== Fragmento del documento ==
Independientemente de que se trate de crímenes sistemáticos o generalizados, lo relevante y que debería preocupar al gobierno nacional es desenmascarar a los perpetradores de los mismos; lo que subyace en el fondo de ese embate de violencia, es la historia que se repite cada vez que se intenta acordar nuevos horizontes para la sociedad colombiana: el asesinato de Guadalupe Salcedo Unda el 6 de junio de 1957, tras la amnistía decretada por Rojas Pinilla y la desmovilización de las guerrillas liberales del llano; el asesinato de los hermanos Oscar William y Jairo de Jesús Calvo Ocampo, el 20 de noviembre de 1985 y el 15 de febrero de 1987 respectivamente, luego de la firma de los acuerdos de cese al fuego y diálogo nacional entre el gobierno de Belisario Betancur y el EPL en Medellín el 23 de agosto de 1984; el asesinato de Carlos Toledo Plata el 10 de agosto de 1984 días antes de que se firmaran los acuerdos de cese al fuego y diálogo nacional entre el M-19 y el gobierno de Belisario Betancur en Corinto Cauca el 24 de agosto de 1984; el asesinato de Carlos Pizarro Leongómez el 26 de abril de 1990, unas semanas después de que se firmara el “Acuerdo político” entre el M-19 y el gobierno de Virgilio Barco Vargas.
Y también es la historia repetida del genocidio contra los miembros de la Unión Patriótica tras la firma de los acuerdos de cese al fuego y diálogo nacional entre el gobierno de Belisario Betancur y las FARC, en agosto de 1984.
Lo que está ocurriendo es, ni más ni menos, que los sectores que han hecho de la guerra un lucrativo negocio, pugnan por mantener intactas sus ganancias; quienes han acaparado las mejores tierras se esmeran en mantener sus privilegios; quienes han hecho del ejercicio de la política un acto de malabarismo entre corrupción y enriquecimiento personal quieren continuar con su inmunidad.
Para que ese sinnúmero de ataques y asesinatos ocurra en todo el país se requiere que haya articulación, coordinación entre los criminales, en sitios tan remotos como Caloto, Cauca y El Paso, Cesar; o Buenaventura, Valle del Cauca y Sonsón, Antioquia.
Y esa orquestación criminal solo puede darse mediante una estructura compleja propia de las bandas organizadas, llámense bandas criminales o paramilitares, que el ministro de Defensa se ha apresurado a desconocer: “No hay paramilitarismo. Decir que lo hay significaría otorgarle reconocimiento político a unos bandidos dedicados a la delincuencia común y organizada”.

== Tareas por realizar ==
1. Traduce al inglés esta oración del fragmento sobre la violencia política en Colombia: «Y también es la historia repetida del genocidio contra los miembros de la Unión Patriótica tras la firma de los acuerdos de cese al fuego y diálogo nacional entre el gobierno de Belisario Betancur y las FARC, en agosto de 1984.»
2. Continúa, por favor, el fragmento sobre la violencia política en Colombia a partir de su última oración.

== Datos en bruto ==
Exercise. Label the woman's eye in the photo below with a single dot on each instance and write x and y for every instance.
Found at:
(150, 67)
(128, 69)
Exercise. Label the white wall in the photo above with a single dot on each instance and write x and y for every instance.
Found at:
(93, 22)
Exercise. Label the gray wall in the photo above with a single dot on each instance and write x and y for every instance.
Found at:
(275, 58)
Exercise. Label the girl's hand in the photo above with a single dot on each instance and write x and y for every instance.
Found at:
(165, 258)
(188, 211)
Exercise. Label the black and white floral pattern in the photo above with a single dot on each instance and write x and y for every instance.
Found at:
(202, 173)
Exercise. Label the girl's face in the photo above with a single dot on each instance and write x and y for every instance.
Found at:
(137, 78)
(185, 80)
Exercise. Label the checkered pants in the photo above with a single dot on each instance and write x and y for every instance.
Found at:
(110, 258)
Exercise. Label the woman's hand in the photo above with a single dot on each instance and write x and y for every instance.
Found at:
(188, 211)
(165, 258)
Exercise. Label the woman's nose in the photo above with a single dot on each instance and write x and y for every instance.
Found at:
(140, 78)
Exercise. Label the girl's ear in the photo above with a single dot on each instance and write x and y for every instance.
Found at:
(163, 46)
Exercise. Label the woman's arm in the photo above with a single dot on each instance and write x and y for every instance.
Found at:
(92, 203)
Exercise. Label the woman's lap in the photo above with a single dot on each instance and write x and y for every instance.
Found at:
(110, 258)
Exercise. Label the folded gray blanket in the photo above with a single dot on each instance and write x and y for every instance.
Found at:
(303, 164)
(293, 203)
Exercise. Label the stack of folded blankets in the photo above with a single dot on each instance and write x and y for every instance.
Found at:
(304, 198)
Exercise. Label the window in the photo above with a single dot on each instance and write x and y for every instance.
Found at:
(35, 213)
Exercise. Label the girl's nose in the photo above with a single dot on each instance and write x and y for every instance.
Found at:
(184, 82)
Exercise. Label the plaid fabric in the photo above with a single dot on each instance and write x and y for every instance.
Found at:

== Respuestas por tarea ==
1. And it is also the repeated story of the genocide against the members of the Unión Patriótica following the signing of the ceasefire and national dialogue agreements between the government of Belisario Betancur and the FARC, in August 1984.

2.
Se equivoca el ministro al negar la presencia de bandas paramilitares y se equivoca al pensar que si acepta su existencia les otorga reconocimiento político. El accionar paramilitar, continuo o esporádico, indica que el proceso de “desmovilización” que impulsó Uribe Vélez fue un fracaso o una farsa y que ahora se aprestan a ocupar las zonas que tradicionalmente fueron copadas por la insurgencia, en cuyo propósito utilizan métodos criminales ya conocidos de asesinatos selectivos, amenazas, hostigamientos. No hay tal reconocimiento político en tanto su accionar no busca subvertir el orden constitucional o derrocar al gobierno; por el contrario continúa de su lado para silenciar las voces que disienten de las voces oficiales.
La cesación del conflicto armado y la construcción de una paz estable y duradera van más allá del silenciamiento de los fusiles. No basta crear comisiones, como la Comisión Nacional de Garantías de Seguridad, para detener la ola de asesinatos de líderes sociales. Se requieren medidas efectivas que socaven las causas que generan el conflicto social, político y armado; más que medidas punitivas contra la corrupción se requiere desterrar de por vida a los corruptos; mientras el narcotráfico y el microtráfico generen los inmensos márgenes de ganancia, continuará siendo el combustible que alimente la guerra y el afán de riqueza rápida.